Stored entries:

***

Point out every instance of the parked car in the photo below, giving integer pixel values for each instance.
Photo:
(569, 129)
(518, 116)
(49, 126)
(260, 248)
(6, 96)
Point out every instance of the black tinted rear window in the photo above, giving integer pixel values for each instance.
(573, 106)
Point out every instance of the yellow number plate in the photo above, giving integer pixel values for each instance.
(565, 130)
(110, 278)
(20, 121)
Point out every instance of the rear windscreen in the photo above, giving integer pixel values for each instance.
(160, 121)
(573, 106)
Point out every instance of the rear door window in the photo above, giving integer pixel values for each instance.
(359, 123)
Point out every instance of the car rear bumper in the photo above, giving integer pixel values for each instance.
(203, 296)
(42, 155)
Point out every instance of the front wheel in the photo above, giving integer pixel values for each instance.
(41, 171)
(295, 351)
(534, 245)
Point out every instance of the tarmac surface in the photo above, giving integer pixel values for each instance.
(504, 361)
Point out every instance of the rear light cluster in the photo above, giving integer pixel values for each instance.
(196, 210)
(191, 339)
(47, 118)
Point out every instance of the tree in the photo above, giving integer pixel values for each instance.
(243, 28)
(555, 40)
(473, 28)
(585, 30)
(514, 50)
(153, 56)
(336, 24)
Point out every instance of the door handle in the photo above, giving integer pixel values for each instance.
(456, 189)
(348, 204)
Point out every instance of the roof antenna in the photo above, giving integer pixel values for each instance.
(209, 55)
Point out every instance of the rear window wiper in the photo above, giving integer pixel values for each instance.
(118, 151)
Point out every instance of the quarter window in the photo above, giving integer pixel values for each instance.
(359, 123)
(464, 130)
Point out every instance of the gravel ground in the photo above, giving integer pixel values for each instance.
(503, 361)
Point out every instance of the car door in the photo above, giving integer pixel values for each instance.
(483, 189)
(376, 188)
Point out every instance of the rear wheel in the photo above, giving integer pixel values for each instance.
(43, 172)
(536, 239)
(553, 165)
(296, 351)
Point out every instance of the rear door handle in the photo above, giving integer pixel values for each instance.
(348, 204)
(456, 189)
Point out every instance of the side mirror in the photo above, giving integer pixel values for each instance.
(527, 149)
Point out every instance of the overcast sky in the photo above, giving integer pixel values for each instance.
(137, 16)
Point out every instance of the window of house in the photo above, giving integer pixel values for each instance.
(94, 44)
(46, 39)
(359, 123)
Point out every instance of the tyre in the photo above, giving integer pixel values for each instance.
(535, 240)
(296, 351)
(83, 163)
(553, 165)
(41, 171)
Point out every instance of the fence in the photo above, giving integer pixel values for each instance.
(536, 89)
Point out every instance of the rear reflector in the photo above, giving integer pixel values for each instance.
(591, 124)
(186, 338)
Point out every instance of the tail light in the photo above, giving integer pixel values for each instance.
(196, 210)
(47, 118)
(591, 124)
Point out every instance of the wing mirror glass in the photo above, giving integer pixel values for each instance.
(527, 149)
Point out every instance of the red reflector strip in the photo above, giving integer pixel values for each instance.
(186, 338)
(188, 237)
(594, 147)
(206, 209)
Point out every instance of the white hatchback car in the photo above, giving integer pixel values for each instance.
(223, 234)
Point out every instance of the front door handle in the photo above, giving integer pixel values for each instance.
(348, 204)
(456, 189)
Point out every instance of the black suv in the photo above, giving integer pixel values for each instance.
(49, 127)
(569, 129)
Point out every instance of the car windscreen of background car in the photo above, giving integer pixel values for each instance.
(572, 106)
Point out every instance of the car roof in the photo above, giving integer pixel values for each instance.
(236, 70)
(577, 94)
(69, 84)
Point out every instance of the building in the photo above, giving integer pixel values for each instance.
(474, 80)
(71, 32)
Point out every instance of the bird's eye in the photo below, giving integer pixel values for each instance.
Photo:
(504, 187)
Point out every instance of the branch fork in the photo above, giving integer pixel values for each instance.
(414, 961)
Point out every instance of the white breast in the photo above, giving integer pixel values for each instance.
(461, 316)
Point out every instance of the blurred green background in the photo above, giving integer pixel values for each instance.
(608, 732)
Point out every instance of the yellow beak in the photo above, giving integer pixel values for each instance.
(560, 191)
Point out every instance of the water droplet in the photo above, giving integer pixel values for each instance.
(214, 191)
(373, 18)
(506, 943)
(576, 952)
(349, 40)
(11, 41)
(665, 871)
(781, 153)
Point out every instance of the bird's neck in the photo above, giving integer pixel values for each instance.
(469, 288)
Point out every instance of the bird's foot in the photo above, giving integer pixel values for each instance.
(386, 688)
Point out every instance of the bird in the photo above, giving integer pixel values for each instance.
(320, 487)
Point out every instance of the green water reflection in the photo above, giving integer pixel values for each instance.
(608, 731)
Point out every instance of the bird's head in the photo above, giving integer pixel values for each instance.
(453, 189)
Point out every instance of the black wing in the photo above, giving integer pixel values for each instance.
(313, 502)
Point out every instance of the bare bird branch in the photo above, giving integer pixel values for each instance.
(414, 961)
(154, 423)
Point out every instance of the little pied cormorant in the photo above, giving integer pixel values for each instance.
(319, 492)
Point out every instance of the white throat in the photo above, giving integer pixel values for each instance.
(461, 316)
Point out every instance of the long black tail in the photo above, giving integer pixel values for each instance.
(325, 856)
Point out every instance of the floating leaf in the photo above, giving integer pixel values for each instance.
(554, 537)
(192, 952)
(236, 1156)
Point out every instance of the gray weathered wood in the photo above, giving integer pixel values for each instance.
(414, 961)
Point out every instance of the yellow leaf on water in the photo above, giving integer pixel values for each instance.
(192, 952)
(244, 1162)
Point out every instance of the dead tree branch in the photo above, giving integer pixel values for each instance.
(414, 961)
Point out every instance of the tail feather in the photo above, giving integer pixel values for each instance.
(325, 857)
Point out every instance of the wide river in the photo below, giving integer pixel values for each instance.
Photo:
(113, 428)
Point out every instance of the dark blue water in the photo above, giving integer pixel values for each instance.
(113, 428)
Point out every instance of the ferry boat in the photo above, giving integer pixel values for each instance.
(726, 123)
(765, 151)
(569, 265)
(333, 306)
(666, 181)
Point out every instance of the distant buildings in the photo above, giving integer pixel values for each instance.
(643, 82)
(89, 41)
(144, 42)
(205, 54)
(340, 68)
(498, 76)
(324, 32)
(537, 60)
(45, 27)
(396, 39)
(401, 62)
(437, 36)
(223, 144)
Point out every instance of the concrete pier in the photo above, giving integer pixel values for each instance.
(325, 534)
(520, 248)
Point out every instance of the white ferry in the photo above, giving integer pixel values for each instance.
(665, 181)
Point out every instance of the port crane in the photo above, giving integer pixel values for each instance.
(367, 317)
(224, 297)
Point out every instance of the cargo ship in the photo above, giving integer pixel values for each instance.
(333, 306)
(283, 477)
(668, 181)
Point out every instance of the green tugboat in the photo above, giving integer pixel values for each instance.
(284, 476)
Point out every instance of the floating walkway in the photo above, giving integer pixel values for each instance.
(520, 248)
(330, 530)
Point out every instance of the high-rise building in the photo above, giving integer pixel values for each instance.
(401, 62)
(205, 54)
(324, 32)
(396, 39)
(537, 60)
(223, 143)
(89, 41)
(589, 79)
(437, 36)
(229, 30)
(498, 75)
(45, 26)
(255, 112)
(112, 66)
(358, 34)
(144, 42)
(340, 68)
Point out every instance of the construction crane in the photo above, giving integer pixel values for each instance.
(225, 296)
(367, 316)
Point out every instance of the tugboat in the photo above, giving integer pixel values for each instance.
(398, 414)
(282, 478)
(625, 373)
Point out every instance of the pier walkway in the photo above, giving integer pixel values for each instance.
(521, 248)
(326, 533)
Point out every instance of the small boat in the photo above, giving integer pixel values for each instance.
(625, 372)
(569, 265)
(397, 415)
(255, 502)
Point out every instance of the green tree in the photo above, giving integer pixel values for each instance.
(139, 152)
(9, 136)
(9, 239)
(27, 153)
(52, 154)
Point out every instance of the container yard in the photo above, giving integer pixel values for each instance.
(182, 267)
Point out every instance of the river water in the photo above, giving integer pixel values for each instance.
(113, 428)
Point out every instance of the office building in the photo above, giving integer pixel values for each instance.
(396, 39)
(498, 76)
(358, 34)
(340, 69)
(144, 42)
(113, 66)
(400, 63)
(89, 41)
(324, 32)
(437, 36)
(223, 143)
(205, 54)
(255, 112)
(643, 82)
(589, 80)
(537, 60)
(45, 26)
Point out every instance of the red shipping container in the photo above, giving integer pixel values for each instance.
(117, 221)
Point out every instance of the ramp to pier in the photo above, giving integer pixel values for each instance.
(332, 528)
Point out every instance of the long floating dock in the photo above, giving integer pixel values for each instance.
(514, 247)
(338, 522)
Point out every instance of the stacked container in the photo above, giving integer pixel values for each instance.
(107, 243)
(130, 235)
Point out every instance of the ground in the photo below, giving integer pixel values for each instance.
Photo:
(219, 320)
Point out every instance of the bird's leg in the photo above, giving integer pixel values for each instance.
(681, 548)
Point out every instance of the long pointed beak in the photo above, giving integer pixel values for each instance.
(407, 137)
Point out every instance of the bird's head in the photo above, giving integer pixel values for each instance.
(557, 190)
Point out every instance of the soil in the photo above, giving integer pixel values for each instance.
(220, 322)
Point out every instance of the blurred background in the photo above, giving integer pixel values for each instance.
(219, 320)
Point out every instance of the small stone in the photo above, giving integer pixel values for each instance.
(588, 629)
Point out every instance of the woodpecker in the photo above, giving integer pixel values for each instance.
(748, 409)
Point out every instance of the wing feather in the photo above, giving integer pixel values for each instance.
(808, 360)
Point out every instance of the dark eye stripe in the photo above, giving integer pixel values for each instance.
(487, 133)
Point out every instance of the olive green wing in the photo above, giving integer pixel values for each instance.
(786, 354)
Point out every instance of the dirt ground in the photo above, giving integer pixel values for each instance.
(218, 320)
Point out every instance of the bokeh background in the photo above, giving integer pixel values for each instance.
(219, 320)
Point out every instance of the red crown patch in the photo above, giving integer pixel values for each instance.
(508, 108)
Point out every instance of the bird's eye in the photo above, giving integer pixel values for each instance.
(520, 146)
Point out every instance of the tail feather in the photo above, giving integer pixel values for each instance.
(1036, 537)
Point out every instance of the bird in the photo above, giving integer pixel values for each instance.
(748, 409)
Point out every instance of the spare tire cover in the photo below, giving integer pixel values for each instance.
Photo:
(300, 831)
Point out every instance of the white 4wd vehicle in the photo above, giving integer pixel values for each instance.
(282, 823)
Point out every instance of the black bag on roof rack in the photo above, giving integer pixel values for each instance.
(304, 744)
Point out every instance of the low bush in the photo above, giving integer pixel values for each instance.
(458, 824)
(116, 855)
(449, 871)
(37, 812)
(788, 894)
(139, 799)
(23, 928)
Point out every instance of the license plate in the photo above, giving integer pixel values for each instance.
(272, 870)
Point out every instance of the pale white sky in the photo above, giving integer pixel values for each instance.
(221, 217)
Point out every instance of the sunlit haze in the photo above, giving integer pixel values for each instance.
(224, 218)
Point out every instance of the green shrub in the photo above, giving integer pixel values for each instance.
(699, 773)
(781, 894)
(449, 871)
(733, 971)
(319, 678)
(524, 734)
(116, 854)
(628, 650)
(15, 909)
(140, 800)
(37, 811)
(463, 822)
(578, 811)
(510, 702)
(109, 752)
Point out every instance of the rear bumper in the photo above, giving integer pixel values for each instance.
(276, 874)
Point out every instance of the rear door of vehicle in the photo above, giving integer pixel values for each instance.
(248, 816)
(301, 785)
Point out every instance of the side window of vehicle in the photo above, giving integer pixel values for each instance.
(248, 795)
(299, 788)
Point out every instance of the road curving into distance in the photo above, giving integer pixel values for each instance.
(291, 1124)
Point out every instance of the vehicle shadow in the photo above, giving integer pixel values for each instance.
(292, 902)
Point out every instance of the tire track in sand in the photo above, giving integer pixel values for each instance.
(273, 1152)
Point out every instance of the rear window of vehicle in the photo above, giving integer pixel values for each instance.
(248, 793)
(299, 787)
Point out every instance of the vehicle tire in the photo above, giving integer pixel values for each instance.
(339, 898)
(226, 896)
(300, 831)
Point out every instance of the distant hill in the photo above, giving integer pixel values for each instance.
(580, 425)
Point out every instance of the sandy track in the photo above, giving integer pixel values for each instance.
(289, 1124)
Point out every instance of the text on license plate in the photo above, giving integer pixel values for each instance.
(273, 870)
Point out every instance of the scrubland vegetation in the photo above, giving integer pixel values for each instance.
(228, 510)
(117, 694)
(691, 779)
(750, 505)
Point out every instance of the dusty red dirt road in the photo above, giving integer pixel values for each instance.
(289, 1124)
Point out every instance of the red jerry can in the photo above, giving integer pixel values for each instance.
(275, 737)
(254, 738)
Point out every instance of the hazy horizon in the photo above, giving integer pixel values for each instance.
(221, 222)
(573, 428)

***

Exercise requirements =>
Take every line above where "below" appears and copy it.

Answer to this problem =>
Point out every instance of the parked car in the photo below, giving integer pixel values for each instance.
Point out every instance of the bird's eye in the photo below, giving integer pixel values for each instance.
Point out every instance of the wide river in the photo below, giving integer pixel values for each instance.
Point out every instance of the ground in the photo below, giving integer pixel values for each instance.
Point out every instance of the spare tire cover in the photo below, giving integer pixel values for each instance.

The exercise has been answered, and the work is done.